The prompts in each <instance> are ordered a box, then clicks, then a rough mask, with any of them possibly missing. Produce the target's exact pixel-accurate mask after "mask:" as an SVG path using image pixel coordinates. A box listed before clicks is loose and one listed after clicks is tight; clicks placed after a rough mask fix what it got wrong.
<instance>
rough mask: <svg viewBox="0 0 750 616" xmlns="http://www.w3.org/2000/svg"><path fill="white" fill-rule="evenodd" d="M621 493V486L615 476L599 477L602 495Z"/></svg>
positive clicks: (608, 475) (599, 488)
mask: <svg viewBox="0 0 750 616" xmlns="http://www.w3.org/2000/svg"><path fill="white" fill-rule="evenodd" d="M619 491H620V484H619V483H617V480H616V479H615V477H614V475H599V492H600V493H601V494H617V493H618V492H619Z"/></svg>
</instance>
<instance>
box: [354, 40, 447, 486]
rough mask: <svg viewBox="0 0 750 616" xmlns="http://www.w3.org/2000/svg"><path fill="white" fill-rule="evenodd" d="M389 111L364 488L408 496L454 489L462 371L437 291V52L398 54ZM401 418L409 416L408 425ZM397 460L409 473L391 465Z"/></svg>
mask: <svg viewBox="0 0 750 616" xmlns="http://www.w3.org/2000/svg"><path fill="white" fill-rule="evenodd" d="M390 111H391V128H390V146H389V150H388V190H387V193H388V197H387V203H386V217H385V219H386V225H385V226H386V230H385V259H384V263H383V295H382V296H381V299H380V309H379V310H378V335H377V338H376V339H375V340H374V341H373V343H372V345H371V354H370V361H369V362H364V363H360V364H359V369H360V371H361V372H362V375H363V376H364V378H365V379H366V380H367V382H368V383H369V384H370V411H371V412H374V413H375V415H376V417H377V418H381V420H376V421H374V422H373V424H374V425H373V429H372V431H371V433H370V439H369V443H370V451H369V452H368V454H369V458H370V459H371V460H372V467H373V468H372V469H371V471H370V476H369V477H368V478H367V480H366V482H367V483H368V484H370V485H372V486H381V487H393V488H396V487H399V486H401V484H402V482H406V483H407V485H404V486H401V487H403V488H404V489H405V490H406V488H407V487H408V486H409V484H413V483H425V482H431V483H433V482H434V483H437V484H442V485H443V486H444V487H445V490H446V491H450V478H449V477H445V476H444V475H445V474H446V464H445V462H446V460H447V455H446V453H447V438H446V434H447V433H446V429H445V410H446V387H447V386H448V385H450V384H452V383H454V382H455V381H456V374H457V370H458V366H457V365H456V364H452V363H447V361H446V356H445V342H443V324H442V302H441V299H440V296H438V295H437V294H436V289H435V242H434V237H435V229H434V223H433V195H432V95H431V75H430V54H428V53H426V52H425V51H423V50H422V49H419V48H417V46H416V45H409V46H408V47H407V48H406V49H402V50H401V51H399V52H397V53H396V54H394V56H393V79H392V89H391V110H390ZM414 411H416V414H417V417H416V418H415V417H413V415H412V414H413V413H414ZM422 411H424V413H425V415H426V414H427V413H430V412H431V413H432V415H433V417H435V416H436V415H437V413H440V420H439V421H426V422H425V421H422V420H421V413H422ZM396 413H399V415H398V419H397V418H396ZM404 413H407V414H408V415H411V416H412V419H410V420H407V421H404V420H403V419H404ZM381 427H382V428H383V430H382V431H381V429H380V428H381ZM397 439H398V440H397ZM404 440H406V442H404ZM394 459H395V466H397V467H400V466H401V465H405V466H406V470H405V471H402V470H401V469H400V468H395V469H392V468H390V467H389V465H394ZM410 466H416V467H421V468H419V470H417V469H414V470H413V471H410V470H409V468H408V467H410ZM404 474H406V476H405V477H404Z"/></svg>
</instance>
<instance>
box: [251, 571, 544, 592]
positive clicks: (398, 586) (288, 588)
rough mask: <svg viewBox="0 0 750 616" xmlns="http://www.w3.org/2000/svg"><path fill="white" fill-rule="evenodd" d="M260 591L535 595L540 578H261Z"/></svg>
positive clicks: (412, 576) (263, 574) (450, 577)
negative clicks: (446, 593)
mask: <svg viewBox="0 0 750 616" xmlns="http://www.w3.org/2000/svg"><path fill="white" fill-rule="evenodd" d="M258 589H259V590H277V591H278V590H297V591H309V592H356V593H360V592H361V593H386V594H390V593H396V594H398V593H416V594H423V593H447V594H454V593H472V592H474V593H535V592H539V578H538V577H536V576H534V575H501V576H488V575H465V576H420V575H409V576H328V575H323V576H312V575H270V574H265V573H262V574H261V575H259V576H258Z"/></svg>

TASK REQUIREMENTS: When you reach the end of the data, write every line out again verbatim.

WRITTEN ANSWER:
The prompts in each <instance> are ordered a box, then clicks, then a rough mask, with any of them possibly missing. Produce the target's exact pixel-accurate mask after "mask:" as an SVG path using image pixel coordinates. A box listed before clicks is loose and one listed after clicks is tight; clicks placed after a rough mask fix what it got wrong.
<instance>
rough mask: <svg viewBox="0 0 750 616" xmlns="http://www.w3.org/2000/svg"><path fill="white" fill-rule="evenodd" d="M621 493V486L615 476L599 477L602 495Z"/></svg>
positive clicks: (608, 475) (599, 488)
mask: <svg viewBox="0 0 750 616" xmlns="http://www.w3.org/2000/svg"><path fill="white" fill-rule="evenodd" d="M619 491H620V484H619V483H617V480H616V479H615V477H614V475H599V492H600V493H601V494H617V493H618V492H619Z"/></svg>
</instance>
<instance>
box: [354, 40, 447, 486]
rough mask: <svg viewBox="0 0 750 616" xmlns="http://www.w3.org/2000/svg"><path fill="white" fill-rule="evenodd" d="M389 111L364 488L408 496L454 489L462 371L437 291V52L398 54ZM401 418L409 416L408 425ZM397 460L409 473L391 465Z"/></svg>
mask: <svg viewBox="0 0 750 616" xmlns="http://www.w3.org/2000/svg"><path fill="white" fill-rule="evenodd" d="M390 111H391V128H390V146H389V150H388V190H387V193H388V197H387V203H386V217H385V219H386V225H385V226H386V230H385V259H384V263H383V295H382V296H381V299H380V309H379V310H378V335H377V338H376V339H375V340H374V341H373V343H372V345H371V354H370V361H369V362H364V363H360V364H359V369H360V371H361V372H362V375H363V376H364V378H365V379H366V380H367V382H368V383H369V384H370V411H371V412H374V413H375V415H376V417H377V418H381V420H376V421H374V422H373V424H374V425H373V429H372V431H371V433H370V439H369V443H370V451H369V452H368V454H369V458H370V459H371V460H372V467H373V468H372V469H371V471H370V476H369V477H368V478H367V480H366V482H367V483H368V484H370V485H372V486H381V487H393V488H396V487H399V486H401V484H402V482H406V483H407V485H404V486H401V487H403V488H404V489H405V490H406V488H407V487H408V486H409V484H413V483H425V482H431V483H433V482H434V483H437V484H442V485H443V486H444V487H445V490H446V491H450V478H449V477H445V476H444V475H445V474H446V464H445V462H446V460H447V455H446V453H447V438H446V434H447V433H446V429H445V410H446V387H447V386H448V385H450V384H452V383H454V382H455V381H456V374H457V370H458V366H457V365H456V364H452V363H447V361H446V356H445V342H443V324H442V302H441V299H440V296H438V295H437V294H436V289H435V242H434V237H435V229H434V223H433V195H432V95H431V75H430V54H428V53H426V52H425V51H423V50H422V49H419V48H417V46H416V45H409V46H408V47H407V48H406V49H402V50H401V51H399V52H397V53H396V54H394V56H393V79H392V89H391V110H390ZM414 411H416V414H417V417H416V418H415V417H413V415H412V414H413V413H414ZM422 411H424V413H425V415H426V414H427V413H430V412H431V413H432V415H433V417H435V416H436V415H437V413H440V420H439V421H426V422H425V421H422V420H421V413H422ZM396 413H399V415H398V419H397V418H396ZM404 413H407V414H408V415H411V416H412V419H410V420H407V421H404V420H403V419H404ZM381 427H382V428H383V430H382V431H381V429H380V428H381ZM397 439H398V440H397ZM404 440H406V442H404ZM394 459H395V466H397V467H400V466H401V465H405V466H406V470H405V471H402V470H401V469H400V468H395V469H392V468H390V467H389V465H394ZM410 466H416V467H421V468H419V470H417V469H414V470H413V471H410V470H409V468H408V467H410ZM404 474H406V476H405V477H404Z"/></svg>
</instance>
<instance>
box: [251, 571, 544, 592]
positive clicks: (398, 586) (288, 588)
rough mask: <svg viewBox="0 0 750 616" xmlns="http://www.w3.org/2000/svg"><path fill="white" fill-rule="evenodd" d="M260 591L535 595L540 578H261Z"/></svg>
positive clicks: (412, 576) (263, 574) (450, 577)
negative clicks: (446, 593)
mask: <svg viewBox="0 0 750 616" xmlns="http://www.w3.org/2000/svg"><path fill="white" fill-rule="evenodd" d="M258 589H259V590H277V591H278V590H297V591H309V592H356V593H360V592H361V593H386V594H390V593H396V594H398V593H416V594H423V593H447V594H454V593H472V592H474V593H535V592H539V578H538V577H536V576H534V575H501V576H488V575H465V576H420V575H409V576H328V575H323V576H312V575H270V574H265V573H262V574H261V575H259V576H258Z"/></svg>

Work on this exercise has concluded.